Format the lines as a JSON list of strings, one string per line with blank lines left out, beginning at the line that contains "Where can you see the field" and continuing through the last line of the records.

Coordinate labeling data

◇ ◇ ◇ ◇ ◇

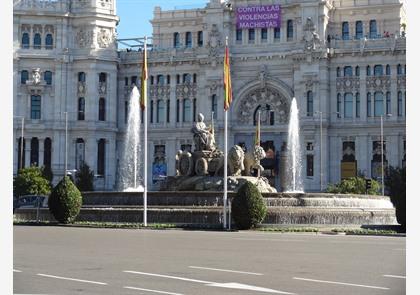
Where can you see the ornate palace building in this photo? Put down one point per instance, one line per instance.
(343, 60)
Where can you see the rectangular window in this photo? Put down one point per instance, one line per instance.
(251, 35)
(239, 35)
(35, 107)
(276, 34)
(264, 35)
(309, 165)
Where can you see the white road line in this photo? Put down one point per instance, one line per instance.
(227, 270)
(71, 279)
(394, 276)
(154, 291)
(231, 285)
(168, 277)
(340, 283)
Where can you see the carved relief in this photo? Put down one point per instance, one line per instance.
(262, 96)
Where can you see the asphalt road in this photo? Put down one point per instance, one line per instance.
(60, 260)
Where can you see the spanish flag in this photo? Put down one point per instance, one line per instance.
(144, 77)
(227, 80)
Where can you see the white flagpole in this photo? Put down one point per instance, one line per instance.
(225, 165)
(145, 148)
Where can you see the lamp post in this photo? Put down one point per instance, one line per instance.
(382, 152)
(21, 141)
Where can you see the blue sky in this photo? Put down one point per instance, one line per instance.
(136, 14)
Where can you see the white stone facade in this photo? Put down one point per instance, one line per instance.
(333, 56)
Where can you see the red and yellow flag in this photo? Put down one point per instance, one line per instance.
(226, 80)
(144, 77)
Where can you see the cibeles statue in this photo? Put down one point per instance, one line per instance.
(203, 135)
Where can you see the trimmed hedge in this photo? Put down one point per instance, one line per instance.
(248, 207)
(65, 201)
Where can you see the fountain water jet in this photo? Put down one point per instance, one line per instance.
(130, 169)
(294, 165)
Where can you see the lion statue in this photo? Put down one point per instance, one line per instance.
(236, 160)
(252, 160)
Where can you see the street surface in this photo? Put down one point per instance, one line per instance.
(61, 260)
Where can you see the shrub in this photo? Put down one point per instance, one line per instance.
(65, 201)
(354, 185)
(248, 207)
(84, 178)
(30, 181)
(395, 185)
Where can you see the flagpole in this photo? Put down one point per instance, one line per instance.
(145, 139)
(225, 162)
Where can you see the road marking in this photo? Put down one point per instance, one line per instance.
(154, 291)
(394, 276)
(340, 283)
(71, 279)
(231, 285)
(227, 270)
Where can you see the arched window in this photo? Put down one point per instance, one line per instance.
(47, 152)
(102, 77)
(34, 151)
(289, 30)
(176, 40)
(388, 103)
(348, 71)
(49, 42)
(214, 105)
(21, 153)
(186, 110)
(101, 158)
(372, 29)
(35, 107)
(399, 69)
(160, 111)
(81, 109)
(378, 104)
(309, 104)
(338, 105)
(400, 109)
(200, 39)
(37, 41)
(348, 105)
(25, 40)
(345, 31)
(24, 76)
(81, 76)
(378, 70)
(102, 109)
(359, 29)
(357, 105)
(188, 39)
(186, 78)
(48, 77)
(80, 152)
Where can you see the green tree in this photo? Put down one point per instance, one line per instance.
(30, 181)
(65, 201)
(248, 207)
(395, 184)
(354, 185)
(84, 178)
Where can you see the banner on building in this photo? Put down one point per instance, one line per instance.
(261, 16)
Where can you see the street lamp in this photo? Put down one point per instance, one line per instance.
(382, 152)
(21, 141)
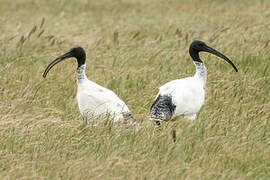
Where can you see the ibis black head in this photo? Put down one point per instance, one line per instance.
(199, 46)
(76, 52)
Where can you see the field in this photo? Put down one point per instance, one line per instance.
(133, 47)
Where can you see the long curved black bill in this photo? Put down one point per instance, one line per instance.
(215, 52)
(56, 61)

◇ ◇ ◇ ◇ ◇

→ **Solution for this exercise**:
[
  "Where can you see the field in this photo? Put down one point per instance, one line per instance.",
  "(133, 47)",
  "Where can you see the long curved black bill in this photo? Put down one point per instance, one line per instance.",
  "(215, 52)",
  "(56, 61)"
]